### WHAT IS NEEDED
In the forum thread below, what examples does candice912 give of things on her list that made her feel good?

### TEXT PROVIDED
==*==

Good luck finding your inner strength and self-confidence again.


----------



## hohum (Dec 14, 2010)

No I'm not sure, I think it probably has been physical. I'm not sure how I feel about it to be honest


----------



## candice912 (Sep 4, 2010)

The counciling advice is good. Also, when I had felt like this, I made a list of all the things that made me feel good about me, eg. getting a massage, exercise, lunch with friends, etc. Look at your list and begin doing the ones you can do now and plan for the more difficult or pricey ones later. From there, just take it day by day, asking how you feel and what you want. If you aren't comfortable with the next step, then give yourself time. If he is serious about this then there has to be a lot of communication. You don't have to suffer those feelings alone. That passion you speak of starts in the livingroom not the bedroom. Think back when you first got together, I'll bet you had lots of commucation and sharing then that made you feel special.


----------



## F-102 (Sep 15, 2010)

EA, PA, what's the difference? The fact is that it is still an A.
Hohum, you should take this time apart to work on you, and figure out how to not feel so ugly anymore, and if you and the SO can work that out and get past it, then great! Best of luck to you


----------



## hohum (Dec 14, 2010)

Thanks for the advice, I am starting to look out for me, it hurts really bad though.


----------

==*==

### Records of labeled points
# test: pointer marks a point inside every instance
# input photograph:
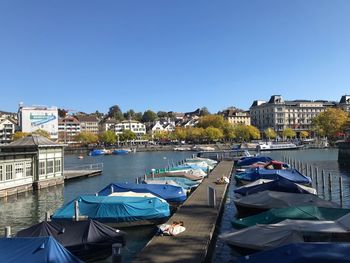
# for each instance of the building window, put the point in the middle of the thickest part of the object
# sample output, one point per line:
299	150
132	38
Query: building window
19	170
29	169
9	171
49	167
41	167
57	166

==*==

### TASK RESPONSE
Getting a massage, exercise, and lunch with friends.